SEC building with official seal
The Securities and Exchange Commission headquarters in Washington, D.C.
Joshua Roberts/Bloomberg

CLO managers are receiving a small concession from regulators that will allow them to refinance most of their issues in two years without triggering risk-retention rules, sources say.

In a move that will somewhat ease the minds of holders of CLO equity tranches, federal regulators are expected to soon clarify that they will permit refinancing of most existing collateralized loan obligations after 2016, when new CLOs will be issued with forthcoming risk-retention requirements.

Sources this week told Leveraged Finance News that the Securities and Exchange Commission is poised to issue a “no action” letter this month clarifying that CLOs created prior to 2015 will retain their exempt status if they are refinanced or repriced after the Dec. 24, 2016 effective date.Uncertainty had been hounding the market since final rules were adopted by federal regulators last December.

The risk-retention standards mandating sponsors and managers to retain “skin in the game”— in the form of a 5% stake of the notional value of a CLO – were to only to apply to CLOs issued after 2016, with CLOs issued prior to the effective date grandfathered from the rules. 

But issuers worried that existing CLOs would lose that exemption if certain tranches were refinanced after 2016, since they might potentially constitute new securities.

Refinancings of CLOs are common since managers profit from the difference between interest earned on loans purchased for the portfolio and the interest paid out on notes issued to fund the loan acquisitions.  After a two-year non-call periods, the most subordinate investors of the CLO in the equity tranche (frequently the managers themselves) seek to refinance the more senior tranches of the notes to take advantage of better interest rates by lowering interest payments on the notes.

Risk retention is already a contentious matter for CLO managers and sponsors, who would have to retain substantial stakes – for example, $30 million of a $600 million CLO – despite the fact that as money managers, most CLO issuers lack the assets to cover the retention piece.

* RECORDS PROVIDED:
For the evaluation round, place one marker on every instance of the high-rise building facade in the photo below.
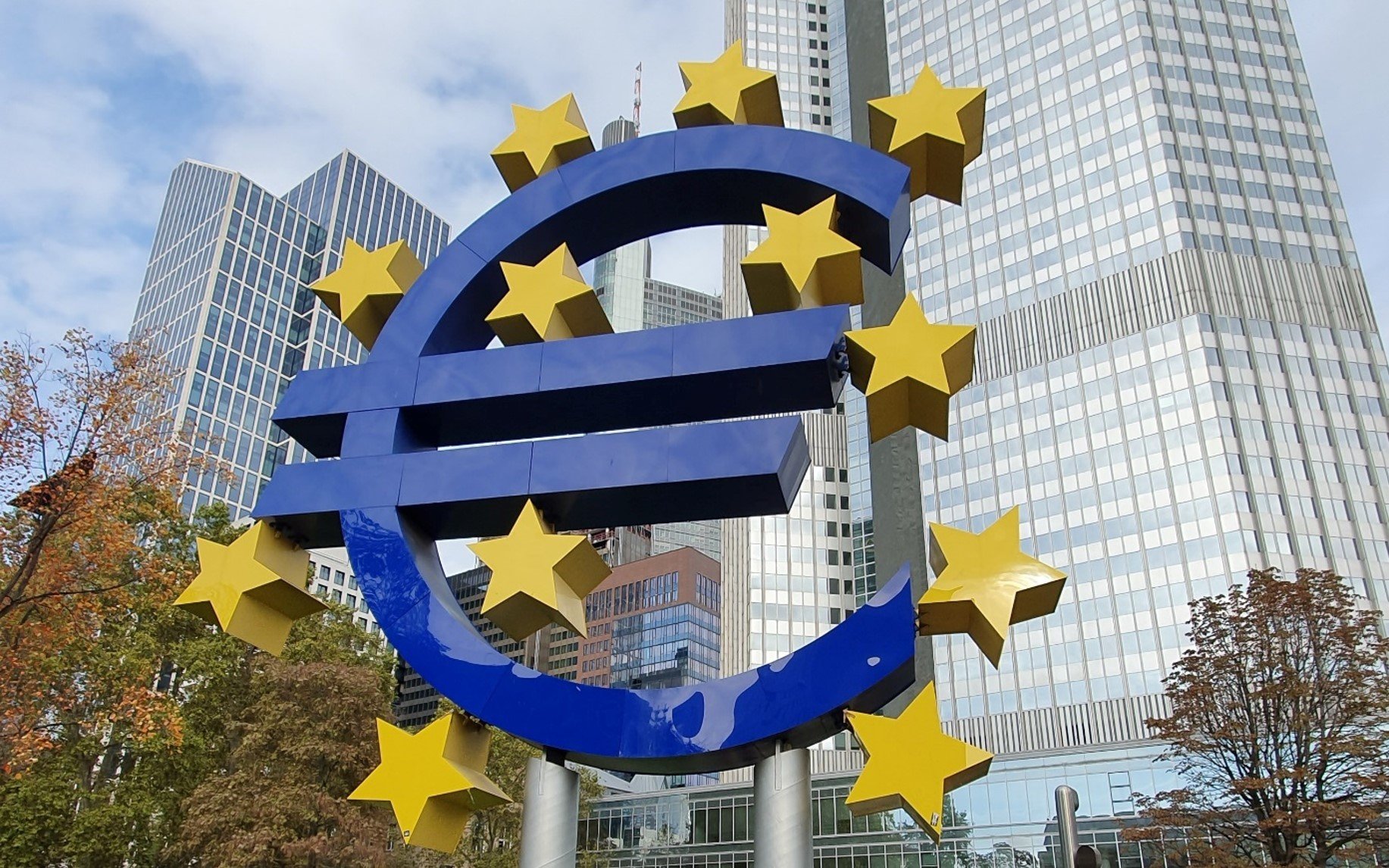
(227, 303)
(653, 624)
(632, 301)
(1178, 376)
(788, 578)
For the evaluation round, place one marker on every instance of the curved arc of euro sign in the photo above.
(393, 492)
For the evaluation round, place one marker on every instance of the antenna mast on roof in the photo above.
(637, 103)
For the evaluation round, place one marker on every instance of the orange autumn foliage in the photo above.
(88, 473)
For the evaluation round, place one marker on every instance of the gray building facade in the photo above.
(227, 303)
(1180, 378)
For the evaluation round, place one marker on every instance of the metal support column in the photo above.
(781, 810)
(1072, 854)
(549, 814)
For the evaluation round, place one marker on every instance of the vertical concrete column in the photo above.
(781, 810)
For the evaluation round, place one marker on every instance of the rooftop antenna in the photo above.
(637, 103)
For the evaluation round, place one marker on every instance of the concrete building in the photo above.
(417, 701)
(653, 624)
(227, 303)
(1178, 378)
(633, 300)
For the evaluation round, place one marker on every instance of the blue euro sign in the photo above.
(615, 429)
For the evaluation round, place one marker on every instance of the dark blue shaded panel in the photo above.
(305, 499)
(777, 363)
(717, 470)
(725, 724)
(316, 406)
(698, 176)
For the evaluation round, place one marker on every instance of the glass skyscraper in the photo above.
(1178, 378)
(632, 301)
(227, 303)
(227, 306)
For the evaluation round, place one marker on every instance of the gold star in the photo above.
(984, 584)
(253, 589)
(367, 286)
(937, 131)
(909, 370)
(548, 301)
(912, 764)
(728, 92)
(538, 576)
(432, 779)
(803, 263)
(543, 139)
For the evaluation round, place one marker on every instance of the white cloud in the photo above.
(421, 91)
(99, 99)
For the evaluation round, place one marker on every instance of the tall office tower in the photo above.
(1180, 375)
(788, 578)
(633, 301)
(227, 301)
(1178, 378)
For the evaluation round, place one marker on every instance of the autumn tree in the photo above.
(86, 474)
(302, 742)
(1280, 726)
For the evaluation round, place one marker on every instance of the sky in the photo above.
(100, 99)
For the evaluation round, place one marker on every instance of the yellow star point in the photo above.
(912, 763)
(433, 779)
(538, 576)
(548, 301)
(984, 584)
(727, 91)
(909, 370)
(803, 263)
(937, 131)
(367, 288)
(253, 588)
(543, 139)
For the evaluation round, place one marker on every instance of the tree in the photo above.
(1280, 726)
(86, 470)
(302, 743)
(493, 836)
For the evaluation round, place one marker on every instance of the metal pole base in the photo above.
(549, 816)
(781, 810)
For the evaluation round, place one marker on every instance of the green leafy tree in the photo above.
(1280, 726)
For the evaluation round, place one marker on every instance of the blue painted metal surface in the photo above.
(780, 363)
(395, 492)
(684, 473)
(702, 728)
(698, 176)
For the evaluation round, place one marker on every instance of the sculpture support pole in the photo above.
(549, 814)
(781, 810)
(1067, 801)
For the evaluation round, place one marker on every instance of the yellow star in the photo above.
(909, 370)
(538, 576)
(548, 301)
(912, 764)
(543, 139)
(937, 131)
(432, 779)
(728, 92)
(367, 286)
(253, 589)
(984, 584)
(803, 263)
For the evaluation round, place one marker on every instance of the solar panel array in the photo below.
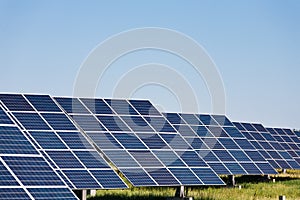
(290, 142)
(60, 142)
(51, 145)
(139, 142)
(268, 146)
(220, 144)
(24, 173)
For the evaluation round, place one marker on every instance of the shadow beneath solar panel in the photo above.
(241, 180)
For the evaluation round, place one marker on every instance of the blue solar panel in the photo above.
(71, 105)
(15, 102)
(146, 122)
(81, 179)
(144, 107)
(43, 103)
(248, 127)
(208, 156)
(222, 120)
(51, 193)
(219, 135)
(137, 123)
(138, 177)
(121, 107)
(207, 176)
(162, 176)
(224, 156)
(202, 131)
(185, 176)
(13, 193)
(265, 167)
(4, 119)
(190, 119)
(151, 160)
(213, 143)
(48, 140)
(191, 159)
(239, 155)
(113, 123)
(32, 171)
(251, 168)
(108, 179)
(196, 143)
(185, 130)
(217, 131)
(6, 177)
(13, 141)
(153, 141)
(88, 123)
(233, 132)
(121, 158)
(160, 124)
(235, 168)
(31, 121)
(175, 141)
(75, 140)
(97, 106)
(169, 158)
(104, 140)
(255, 156)
(64, 159)
(219, 168)
(228, 143)
(59, 121)
(174, 118)
(129, 140)
(244, 144)
(91, 159)
(207, 120)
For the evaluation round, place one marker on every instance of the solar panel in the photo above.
(60, 142)
(289, 143)
(269, 148)
(221, 145)
(130, 133)
(23, 171)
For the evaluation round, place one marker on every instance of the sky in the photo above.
(255, 46)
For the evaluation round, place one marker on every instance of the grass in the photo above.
(253, 188)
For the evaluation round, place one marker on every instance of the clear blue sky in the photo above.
(255, 45)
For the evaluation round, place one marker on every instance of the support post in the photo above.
(282, 197)
(81, 194)
(93, 193)
(84, 194)
(231, 181)
(180, 192)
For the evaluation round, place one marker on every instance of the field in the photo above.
(252, 188)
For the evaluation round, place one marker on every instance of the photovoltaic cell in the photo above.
(148, 129)
(144, 107)
(226, 142)
(14, 193)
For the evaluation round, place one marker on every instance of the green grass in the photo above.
(253, 188)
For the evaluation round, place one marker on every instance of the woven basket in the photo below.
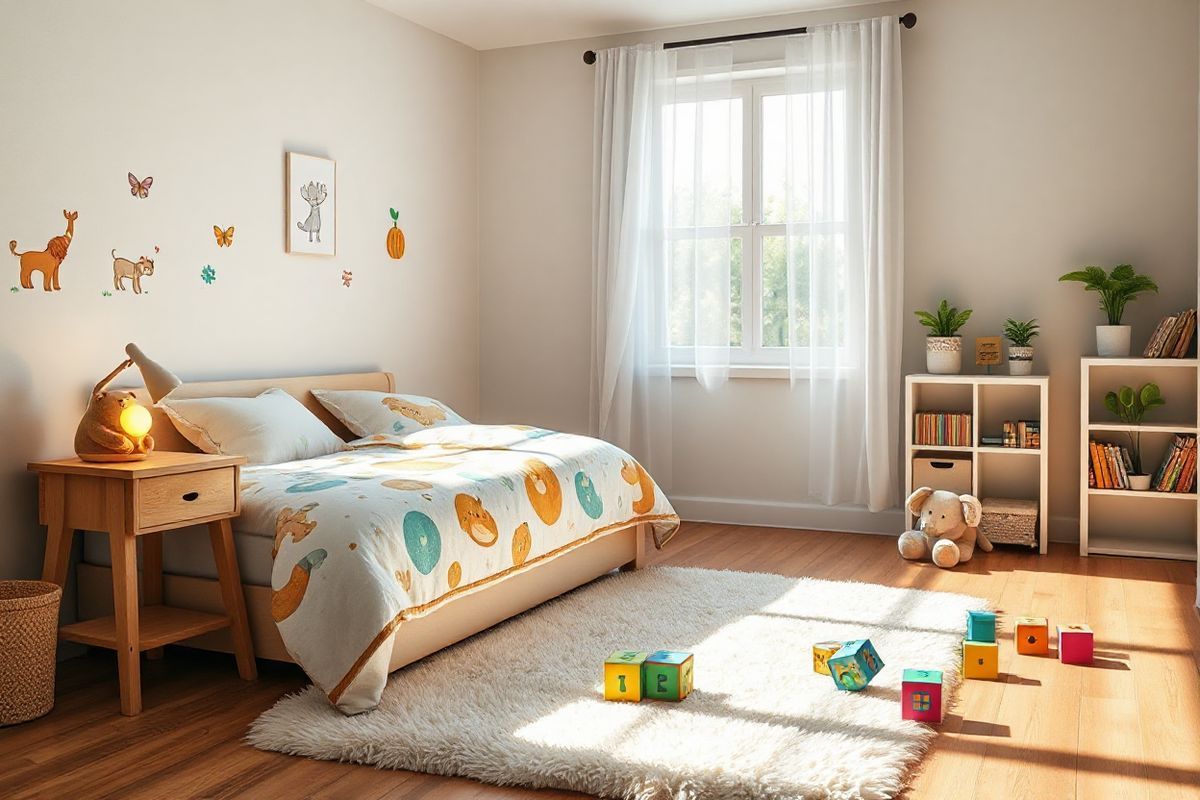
(29, 626)
(1009, 522)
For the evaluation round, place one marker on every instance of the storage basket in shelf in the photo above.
(1009, 522)
(29, 627)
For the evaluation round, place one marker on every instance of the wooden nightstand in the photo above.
(136, 501)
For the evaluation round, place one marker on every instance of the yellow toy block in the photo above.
(1032, 636)
(981, 660)
(821, 654)
(623, 675)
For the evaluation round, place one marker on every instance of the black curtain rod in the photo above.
(589, 56)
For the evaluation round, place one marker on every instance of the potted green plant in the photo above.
(1020, 352)
(943, 346)
(1116, 288)
(1131, 407)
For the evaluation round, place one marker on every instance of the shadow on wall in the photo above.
(21, 439)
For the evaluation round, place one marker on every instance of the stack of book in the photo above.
(1173, 337)
(1177, 473)
(1111, 467)
(1024, 433)
(942, 428)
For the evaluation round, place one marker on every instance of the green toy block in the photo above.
(855, 665)
(667, 675)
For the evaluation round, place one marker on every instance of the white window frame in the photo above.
(755, 359)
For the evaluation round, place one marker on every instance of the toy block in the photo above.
(666, 675)
(855, 665)
(982, 626)
(981, 660)
(623, 675)
(1032, 636)
(922, 696)
(821, 654)
(1075, 644)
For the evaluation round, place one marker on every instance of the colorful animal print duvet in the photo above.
(399, 524)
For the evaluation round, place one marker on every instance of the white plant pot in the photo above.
(1020, 360)
(1113, 341)
(943, 355)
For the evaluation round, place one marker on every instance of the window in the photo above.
(742, 145)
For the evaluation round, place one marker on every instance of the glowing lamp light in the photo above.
(136, 420)
(94, 437)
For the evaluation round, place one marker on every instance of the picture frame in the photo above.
(311, 205)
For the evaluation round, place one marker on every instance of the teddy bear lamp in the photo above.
(115, 427)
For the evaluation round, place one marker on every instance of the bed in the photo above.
(372, 597)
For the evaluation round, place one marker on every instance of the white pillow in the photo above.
(270, 428)
(367, 413)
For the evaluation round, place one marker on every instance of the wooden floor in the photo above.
(1127, 727)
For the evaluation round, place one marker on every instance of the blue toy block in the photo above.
(855, 665)
(981, 626)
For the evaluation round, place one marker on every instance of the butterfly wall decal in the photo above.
(141, 188)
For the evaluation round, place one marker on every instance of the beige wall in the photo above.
(207, 97)
(1038, 136)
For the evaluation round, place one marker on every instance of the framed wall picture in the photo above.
(311, 205)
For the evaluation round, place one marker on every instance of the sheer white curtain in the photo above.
(702, 128)
(845, 253)
(666, 181)
(630, 396)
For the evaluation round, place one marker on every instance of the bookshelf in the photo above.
(1123, 522)
(1013, 473)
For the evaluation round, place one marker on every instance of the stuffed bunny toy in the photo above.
(946, 528)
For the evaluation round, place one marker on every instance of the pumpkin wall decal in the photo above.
(395, 236)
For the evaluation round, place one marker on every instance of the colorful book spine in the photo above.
(936, 428)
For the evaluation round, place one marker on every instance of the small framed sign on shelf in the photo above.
(988, 353)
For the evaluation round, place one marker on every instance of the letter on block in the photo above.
(1032, 636)
(855, 665)
(821, 654)
(666, 675)
(981, 660)
(922, 696)
(623, 675)
(1075, 644)
(982, 626)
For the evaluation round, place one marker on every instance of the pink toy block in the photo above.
(1075, 644)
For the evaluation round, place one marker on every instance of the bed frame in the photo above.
(453, 621)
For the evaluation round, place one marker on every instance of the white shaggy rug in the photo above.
(521, 704)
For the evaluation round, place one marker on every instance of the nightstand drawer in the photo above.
(172, 499)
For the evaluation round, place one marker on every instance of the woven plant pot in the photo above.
(29, 626)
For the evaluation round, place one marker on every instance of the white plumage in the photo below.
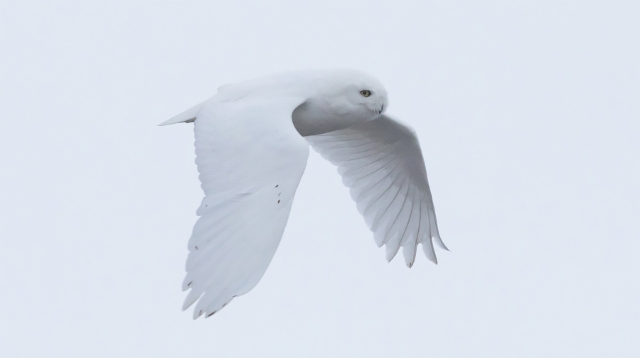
(252, 142)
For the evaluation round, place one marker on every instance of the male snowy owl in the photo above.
(252, 144)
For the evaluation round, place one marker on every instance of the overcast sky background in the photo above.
(528, 114)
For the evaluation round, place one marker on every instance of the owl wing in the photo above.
(250, 160)
(382, 164)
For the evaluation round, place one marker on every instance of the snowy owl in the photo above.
(252, 143)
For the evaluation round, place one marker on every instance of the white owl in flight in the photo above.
(252, 144)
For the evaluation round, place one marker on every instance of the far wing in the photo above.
(250, 160)
(381, 162)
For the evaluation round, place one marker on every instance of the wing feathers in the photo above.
(381, 162)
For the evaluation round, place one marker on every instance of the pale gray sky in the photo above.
(528, 114)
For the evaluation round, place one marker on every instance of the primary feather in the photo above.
(251, 153)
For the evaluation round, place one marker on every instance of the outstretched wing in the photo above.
(250, 160)
(381, 162)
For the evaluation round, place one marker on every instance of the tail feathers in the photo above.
(187, 116)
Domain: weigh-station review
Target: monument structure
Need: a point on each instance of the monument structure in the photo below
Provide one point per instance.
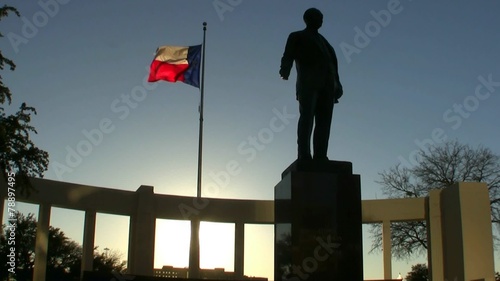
(318, 228)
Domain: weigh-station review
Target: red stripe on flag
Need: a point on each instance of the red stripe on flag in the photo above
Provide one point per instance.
(165, 71)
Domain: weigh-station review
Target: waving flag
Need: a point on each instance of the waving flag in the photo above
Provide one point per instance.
(174, 63)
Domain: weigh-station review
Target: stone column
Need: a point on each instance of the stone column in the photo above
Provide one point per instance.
(434, 236)
(387, 249)
(42, 242)
(239, 250)
(88, 241)
(318, 228)
(467, 232)
(194, 250)
(142, 233)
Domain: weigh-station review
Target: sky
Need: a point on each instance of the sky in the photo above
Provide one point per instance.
(414, 73)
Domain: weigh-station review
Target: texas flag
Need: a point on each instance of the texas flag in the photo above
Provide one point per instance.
(174, 63)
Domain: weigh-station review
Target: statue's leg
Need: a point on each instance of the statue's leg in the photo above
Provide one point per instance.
(323, 120)
(307, 103)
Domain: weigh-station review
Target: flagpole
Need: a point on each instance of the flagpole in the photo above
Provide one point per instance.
(194, 251)
(202, 89)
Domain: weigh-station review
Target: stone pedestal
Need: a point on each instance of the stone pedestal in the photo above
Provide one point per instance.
(318, 230)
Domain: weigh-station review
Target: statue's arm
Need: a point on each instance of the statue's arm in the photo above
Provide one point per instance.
(339, 91)
(288, 57)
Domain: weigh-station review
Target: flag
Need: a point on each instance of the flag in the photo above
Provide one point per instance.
(174, 63)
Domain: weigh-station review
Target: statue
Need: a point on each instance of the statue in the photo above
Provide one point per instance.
(318, 85)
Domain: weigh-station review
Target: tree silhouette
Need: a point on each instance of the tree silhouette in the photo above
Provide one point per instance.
(18, 153)
(437, 168)
(63, 257)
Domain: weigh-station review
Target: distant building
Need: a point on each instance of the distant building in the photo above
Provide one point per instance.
(213, 274)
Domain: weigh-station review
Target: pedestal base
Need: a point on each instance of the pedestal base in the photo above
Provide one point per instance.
(318, 228)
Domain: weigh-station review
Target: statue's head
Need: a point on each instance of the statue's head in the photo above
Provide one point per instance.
(313, 18)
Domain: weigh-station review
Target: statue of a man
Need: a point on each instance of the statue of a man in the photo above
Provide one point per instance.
(318, 84)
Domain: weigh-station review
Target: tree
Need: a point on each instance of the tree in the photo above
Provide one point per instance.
(419, 272)
(63, 257)
(438, 167)
(18, 153)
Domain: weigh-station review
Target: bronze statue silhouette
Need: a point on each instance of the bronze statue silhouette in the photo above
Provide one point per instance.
(318, 86)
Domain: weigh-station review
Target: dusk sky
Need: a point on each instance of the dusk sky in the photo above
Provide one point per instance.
(413, 73)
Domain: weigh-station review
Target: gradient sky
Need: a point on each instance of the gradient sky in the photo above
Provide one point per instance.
(410, 70)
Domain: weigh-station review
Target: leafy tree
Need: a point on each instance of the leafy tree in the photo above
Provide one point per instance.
(18, 153)
(63, 257)
(419, 272)
(437, 168)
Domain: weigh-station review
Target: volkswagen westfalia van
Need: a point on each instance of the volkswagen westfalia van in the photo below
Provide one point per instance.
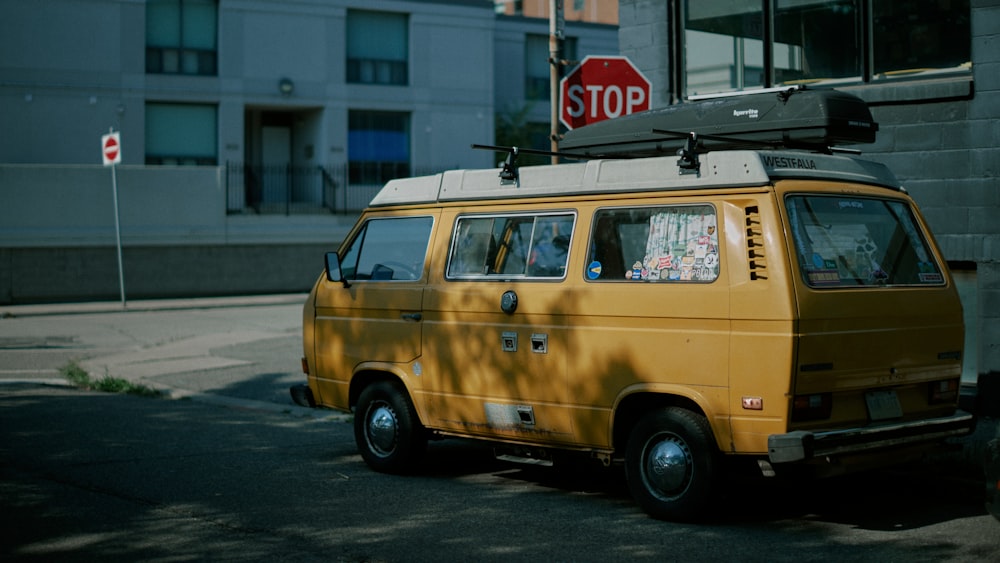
(784, 304)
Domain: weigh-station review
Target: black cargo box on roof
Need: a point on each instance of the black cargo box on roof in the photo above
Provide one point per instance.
(792, 118)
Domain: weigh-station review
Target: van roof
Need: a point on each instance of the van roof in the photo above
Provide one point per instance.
(718, 169)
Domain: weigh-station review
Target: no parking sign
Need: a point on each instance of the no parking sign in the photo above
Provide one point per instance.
(111, 148)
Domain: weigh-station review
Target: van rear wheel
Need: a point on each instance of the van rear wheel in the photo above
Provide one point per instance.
(386, 429)
(671, 464)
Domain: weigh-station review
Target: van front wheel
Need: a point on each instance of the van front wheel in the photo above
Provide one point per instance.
(386, 429)
(671, 464)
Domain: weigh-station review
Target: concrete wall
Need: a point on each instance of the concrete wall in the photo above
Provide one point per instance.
(71, 69)
(52, 275)
(58, 238)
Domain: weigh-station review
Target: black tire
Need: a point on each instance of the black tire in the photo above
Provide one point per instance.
(671, 465)
(386, 429)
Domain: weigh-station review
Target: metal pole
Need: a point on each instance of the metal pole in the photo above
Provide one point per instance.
(556, 24)
(118, 232)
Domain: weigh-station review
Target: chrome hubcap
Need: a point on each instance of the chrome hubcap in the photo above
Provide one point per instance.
(382, 430)
(667, 469)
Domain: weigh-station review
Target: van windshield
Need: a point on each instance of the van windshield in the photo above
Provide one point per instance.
(859, 242)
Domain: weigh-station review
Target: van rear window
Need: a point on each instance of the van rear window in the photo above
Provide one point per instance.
(511, 246)
(859, 242)
(677, 243)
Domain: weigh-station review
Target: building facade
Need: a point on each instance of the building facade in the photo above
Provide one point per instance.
(929, 70)
(252, 131)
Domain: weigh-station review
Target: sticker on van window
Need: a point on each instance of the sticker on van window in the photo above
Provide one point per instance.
(594, 270)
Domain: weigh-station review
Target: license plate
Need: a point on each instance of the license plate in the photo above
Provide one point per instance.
(883, 404)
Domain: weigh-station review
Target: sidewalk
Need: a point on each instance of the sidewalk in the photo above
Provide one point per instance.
(40, 309)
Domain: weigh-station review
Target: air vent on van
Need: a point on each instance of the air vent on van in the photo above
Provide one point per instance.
(755, 244)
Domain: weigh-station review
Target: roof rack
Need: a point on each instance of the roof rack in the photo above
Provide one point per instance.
(793, 118)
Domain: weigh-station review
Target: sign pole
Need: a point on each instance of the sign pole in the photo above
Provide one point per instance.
(112, 155)
(118, 232)
(556, 24)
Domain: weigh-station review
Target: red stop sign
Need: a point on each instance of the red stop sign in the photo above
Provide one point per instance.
(602, 88)
(111, 148)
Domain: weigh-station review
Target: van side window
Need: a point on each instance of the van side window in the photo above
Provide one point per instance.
(855, 241)
(392, 248)
(678, 243)
(525, 246)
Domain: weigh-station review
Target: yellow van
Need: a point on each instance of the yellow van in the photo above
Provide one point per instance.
(670, 313)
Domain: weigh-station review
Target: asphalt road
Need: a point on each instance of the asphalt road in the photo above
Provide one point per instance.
(231, 470)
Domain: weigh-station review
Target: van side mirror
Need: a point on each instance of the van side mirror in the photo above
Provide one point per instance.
(333, 272)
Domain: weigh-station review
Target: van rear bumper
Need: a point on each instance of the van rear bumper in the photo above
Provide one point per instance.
(802, 445)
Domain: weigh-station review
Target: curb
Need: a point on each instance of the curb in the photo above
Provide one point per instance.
(146, 305)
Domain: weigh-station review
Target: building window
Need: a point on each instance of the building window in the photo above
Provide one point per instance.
(377, 48)
(389, 249)
(536, 64)
(378, 146)
(753, 44)
(181, 134)
(181, 37)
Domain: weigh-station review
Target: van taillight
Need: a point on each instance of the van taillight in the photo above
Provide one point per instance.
(943, 392)
(812, 407)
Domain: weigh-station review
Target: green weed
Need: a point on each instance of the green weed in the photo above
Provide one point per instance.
(107, 384)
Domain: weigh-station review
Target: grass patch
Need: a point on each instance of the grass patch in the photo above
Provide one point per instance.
(107, 384)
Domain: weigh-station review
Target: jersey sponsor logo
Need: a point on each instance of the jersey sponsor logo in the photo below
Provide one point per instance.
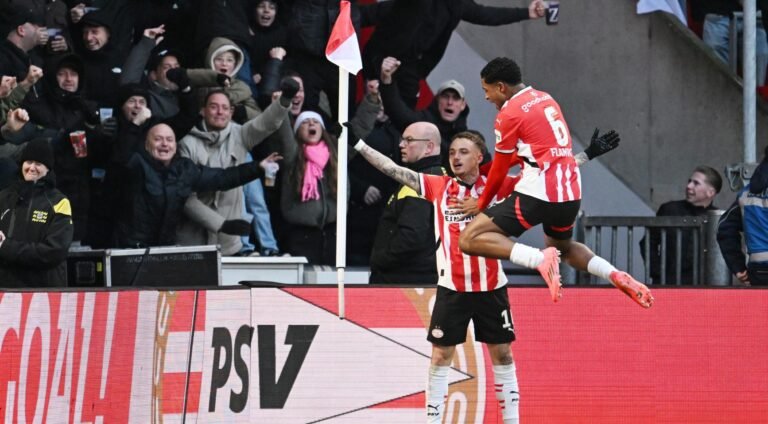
(455, 215)
(526, 107)
(560, 152)
(437, 333)
(40, 216)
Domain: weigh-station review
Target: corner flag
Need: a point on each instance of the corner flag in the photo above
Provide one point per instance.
(342, 48)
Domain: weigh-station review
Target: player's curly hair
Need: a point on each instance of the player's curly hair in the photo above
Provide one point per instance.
(502, 69)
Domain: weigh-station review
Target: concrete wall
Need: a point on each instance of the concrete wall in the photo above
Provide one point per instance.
(675, 105)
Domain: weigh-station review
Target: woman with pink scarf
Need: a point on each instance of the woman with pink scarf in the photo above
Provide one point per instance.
(308, 199)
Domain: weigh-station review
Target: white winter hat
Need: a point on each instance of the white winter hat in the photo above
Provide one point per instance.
(303, 116)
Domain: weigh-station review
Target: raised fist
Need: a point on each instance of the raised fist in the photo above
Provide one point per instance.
(388, 67)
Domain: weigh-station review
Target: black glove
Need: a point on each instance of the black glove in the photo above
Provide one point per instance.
(602, 144)
(223, 80)
(289, 88)
(179, 77)
(236, 227)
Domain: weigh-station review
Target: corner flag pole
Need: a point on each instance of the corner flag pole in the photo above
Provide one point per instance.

* TO DO:
1) Using the article on CLO risk retention, answer these questions:
(a) After what effective date would refinanced pre-2015 CLOs keep their exempt status?
(b) What size stake must sponsors and managers retain under the risk-retention standards?
(c) How long is the non-call period before equity investors seek to refinance the senior tranches?
2) Output the passage of the article on CLO risk retention starting at "The risk-retention standards" and ending at "constitute new securities.".

* EXPECTED RESPONSES:
1)
(a) Dec. 24, 2016
(b) A 5% stake of the notional value of a CLO
(c) Two years

2)
The risk-retention standards mandating sponsors and managers to retain “skin in the game”— in the form of a 5% stake of the notional value of a CLO – were to only to apply to CLOs issued after 2016, with CLOs issued prior to the effective date grandfathered from the rules. 

But issuers worried that existing CLOs would lose that exemption if certain tranches were refinanced after 2016, since they might potentially constitute new securities.